(Records from a dataset)
_ _ _ _ _

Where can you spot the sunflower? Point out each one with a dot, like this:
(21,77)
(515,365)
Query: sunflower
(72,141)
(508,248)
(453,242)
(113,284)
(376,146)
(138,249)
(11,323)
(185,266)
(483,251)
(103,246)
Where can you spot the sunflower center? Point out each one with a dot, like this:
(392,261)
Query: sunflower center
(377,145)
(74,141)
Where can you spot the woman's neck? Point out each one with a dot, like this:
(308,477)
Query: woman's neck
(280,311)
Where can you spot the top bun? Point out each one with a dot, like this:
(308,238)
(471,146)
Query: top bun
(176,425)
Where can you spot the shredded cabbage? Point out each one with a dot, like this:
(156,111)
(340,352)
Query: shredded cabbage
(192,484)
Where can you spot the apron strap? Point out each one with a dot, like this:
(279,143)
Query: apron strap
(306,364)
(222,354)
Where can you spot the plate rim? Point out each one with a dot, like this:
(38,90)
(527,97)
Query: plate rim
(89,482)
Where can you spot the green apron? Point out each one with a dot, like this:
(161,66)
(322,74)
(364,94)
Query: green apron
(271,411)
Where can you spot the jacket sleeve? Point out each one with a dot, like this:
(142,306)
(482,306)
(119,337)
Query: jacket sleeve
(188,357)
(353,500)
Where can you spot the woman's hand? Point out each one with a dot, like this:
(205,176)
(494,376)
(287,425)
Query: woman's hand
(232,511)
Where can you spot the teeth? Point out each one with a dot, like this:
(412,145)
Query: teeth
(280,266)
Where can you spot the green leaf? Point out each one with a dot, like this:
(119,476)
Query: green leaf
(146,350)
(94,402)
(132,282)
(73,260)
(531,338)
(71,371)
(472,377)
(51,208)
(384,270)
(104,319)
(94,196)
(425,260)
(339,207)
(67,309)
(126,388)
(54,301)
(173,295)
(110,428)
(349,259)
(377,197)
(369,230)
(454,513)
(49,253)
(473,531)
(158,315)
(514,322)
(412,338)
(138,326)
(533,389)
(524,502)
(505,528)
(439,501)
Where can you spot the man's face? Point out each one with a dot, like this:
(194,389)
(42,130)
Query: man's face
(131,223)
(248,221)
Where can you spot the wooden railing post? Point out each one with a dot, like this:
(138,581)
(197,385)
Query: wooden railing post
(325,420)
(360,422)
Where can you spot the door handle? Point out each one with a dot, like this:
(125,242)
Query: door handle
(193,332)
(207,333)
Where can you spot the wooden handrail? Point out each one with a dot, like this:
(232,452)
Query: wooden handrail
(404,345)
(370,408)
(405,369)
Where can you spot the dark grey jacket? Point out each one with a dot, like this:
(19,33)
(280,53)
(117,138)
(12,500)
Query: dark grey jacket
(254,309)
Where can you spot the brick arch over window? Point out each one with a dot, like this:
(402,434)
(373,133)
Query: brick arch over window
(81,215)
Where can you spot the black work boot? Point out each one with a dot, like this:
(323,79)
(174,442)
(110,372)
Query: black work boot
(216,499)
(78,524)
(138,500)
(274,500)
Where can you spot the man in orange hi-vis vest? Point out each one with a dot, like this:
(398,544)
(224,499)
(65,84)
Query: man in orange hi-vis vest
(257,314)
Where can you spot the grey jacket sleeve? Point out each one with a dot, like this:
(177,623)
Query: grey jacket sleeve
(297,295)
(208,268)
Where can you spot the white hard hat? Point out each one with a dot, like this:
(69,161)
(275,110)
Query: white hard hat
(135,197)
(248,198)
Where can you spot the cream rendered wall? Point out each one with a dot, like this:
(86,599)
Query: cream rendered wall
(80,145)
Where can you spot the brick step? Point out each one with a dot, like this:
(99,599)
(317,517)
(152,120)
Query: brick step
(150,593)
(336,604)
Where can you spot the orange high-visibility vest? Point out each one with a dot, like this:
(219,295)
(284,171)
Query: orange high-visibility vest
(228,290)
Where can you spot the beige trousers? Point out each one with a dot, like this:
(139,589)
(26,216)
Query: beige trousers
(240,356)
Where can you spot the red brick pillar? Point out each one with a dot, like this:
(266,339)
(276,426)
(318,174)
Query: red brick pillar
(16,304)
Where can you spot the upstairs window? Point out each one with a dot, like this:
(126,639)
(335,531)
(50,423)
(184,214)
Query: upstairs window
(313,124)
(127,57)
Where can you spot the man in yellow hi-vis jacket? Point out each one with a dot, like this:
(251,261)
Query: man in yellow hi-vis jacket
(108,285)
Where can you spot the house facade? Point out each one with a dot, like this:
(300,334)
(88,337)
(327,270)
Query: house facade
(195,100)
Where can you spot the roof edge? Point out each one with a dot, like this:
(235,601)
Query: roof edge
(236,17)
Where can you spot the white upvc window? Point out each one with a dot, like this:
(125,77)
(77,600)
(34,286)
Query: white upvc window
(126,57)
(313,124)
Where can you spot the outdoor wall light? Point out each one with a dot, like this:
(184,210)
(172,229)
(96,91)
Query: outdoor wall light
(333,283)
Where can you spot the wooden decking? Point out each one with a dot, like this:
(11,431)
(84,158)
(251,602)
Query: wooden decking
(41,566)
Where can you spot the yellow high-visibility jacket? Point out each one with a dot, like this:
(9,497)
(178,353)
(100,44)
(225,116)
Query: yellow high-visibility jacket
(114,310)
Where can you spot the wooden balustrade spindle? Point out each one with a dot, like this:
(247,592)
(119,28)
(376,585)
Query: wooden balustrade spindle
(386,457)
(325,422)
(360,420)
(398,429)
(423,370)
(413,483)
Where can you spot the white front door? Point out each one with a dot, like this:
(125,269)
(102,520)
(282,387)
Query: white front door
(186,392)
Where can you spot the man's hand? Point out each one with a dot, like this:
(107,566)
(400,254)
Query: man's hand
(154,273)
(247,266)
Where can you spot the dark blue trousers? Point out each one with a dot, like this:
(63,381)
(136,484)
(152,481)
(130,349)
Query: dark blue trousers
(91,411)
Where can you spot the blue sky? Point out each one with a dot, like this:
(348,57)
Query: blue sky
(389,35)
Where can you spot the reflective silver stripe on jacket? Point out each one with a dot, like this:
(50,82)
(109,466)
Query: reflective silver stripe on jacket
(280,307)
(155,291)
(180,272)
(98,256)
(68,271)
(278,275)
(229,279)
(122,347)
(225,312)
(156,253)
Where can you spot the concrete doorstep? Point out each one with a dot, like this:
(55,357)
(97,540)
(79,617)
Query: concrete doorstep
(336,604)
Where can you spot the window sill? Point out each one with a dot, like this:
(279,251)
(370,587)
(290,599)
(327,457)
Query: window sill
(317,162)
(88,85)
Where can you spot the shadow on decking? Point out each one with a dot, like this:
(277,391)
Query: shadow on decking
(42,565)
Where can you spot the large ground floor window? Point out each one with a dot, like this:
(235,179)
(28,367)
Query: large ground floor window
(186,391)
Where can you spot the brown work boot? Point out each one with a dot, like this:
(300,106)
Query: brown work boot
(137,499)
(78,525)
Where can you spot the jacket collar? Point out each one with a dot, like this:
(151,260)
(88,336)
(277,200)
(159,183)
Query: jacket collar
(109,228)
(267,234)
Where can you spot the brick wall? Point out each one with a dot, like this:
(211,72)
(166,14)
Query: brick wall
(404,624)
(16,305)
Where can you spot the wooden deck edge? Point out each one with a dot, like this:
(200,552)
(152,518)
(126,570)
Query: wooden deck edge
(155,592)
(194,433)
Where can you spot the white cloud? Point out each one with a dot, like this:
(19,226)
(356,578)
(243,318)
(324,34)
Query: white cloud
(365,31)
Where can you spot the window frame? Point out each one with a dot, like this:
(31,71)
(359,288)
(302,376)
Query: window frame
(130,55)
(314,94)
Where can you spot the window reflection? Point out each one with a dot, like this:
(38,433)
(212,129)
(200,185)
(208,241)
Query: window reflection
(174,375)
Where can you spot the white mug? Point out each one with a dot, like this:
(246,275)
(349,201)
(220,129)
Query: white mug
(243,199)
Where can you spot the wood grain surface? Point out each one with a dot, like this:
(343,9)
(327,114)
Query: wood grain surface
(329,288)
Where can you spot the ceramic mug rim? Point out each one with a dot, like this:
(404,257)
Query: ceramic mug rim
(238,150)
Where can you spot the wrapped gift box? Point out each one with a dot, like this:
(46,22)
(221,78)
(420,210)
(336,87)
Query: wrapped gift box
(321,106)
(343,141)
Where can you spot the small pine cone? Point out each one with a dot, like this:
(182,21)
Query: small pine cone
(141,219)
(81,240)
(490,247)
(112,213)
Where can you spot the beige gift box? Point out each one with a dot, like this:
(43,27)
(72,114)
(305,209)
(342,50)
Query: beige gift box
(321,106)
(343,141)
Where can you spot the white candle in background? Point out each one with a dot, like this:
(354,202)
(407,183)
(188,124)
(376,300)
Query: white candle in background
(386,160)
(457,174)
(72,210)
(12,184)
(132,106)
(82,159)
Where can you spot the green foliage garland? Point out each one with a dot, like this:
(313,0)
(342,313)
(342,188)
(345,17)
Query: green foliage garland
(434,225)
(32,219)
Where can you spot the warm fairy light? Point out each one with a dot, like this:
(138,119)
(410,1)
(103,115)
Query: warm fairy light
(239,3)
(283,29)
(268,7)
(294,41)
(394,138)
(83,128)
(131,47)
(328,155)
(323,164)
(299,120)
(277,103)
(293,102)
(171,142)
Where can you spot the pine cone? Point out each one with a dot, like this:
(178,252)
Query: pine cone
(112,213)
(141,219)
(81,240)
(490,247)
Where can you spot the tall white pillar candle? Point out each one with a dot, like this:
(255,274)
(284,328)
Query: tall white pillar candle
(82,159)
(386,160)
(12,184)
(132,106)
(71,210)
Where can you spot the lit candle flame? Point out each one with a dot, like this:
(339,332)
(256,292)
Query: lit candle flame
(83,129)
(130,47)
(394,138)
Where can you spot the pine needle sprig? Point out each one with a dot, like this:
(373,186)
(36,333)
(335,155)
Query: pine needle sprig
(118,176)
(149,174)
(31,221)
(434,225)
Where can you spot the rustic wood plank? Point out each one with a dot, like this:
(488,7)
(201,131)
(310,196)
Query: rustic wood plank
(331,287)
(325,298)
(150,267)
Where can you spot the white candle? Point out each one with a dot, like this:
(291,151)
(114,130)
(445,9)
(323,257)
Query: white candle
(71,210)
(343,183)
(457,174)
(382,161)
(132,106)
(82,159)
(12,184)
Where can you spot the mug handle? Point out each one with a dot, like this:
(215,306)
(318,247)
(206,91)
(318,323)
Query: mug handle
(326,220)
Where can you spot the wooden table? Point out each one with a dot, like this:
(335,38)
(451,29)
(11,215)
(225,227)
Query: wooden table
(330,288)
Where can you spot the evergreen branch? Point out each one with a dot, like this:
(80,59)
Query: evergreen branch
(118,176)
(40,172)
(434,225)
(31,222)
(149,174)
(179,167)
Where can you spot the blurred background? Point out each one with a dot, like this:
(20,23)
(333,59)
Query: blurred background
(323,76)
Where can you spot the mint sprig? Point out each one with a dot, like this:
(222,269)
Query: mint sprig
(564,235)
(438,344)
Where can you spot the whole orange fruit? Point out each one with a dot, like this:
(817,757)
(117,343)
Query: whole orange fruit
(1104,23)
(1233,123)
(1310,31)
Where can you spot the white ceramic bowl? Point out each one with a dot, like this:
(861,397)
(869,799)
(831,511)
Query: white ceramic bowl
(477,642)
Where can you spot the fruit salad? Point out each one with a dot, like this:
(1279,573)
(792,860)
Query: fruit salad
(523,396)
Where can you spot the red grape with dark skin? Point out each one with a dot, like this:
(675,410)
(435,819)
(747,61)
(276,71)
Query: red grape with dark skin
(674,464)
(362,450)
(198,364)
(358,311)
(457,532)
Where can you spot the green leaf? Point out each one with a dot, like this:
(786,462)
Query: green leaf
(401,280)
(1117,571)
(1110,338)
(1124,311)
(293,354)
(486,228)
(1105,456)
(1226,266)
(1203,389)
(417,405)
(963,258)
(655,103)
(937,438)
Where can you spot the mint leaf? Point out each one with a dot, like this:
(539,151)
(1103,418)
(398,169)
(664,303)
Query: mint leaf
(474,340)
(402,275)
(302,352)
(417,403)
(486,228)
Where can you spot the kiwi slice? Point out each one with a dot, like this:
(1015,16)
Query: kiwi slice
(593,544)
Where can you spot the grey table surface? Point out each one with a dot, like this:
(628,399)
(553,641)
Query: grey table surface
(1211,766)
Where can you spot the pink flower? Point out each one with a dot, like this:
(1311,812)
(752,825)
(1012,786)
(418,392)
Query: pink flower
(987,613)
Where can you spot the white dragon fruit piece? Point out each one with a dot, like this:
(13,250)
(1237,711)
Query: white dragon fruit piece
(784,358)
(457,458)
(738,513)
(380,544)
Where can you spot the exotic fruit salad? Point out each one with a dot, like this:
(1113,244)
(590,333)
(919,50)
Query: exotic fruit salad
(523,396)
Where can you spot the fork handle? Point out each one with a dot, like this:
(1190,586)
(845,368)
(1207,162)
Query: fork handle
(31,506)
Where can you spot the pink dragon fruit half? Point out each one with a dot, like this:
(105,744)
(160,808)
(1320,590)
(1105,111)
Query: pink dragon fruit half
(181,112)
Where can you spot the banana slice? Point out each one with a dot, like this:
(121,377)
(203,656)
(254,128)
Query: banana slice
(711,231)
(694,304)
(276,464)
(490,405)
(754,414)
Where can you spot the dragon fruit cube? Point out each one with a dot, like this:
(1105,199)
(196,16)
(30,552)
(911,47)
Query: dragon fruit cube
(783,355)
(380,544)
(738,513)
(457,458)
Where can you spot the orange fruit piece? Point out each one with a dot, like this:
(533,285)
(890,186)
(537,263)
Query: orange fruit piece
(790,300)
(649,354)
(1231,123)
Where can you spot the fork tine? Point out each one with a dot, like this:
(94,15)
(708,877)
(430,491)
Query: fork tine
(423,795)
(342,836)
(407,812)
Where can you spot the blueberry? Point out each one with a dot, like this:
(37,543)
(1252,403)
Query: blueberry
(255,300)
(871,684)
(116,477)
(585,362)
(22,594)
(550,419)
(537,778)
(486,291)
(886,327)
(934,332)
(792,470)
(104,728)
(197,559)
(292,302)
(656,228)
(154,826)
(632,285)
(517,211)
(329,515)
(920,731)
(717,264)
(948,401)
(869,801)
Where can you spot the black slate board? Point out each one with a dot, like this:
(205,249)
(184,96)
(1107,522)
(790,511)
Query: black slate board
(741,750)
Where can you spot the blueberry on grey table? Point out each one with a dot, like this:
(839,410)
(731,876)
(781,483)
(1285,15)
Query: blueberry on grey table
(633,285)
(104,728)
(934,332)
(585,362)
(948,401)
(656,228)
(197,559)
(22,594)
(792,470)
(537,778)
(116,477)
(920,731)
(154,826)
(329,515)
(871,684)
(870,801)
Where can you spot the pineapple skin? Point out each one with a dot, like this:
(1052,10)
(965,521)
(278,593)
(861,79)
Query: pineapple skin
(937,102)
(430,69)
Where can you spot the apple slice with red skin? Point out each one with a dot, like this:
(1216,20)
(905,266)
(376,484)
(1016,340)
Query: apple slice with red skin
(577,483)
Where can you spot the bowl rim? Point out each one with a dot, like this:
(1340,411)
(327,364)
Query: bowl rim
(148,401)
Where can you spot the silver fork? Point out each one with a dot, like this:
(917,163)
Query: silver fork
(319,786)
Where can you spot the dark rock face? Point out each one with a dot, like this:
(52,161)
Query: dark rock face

_ _ _ _ _

§ What to work on: Above are records; count the lines among them that include the word "rock", and give only the number.

§ Solution below: 2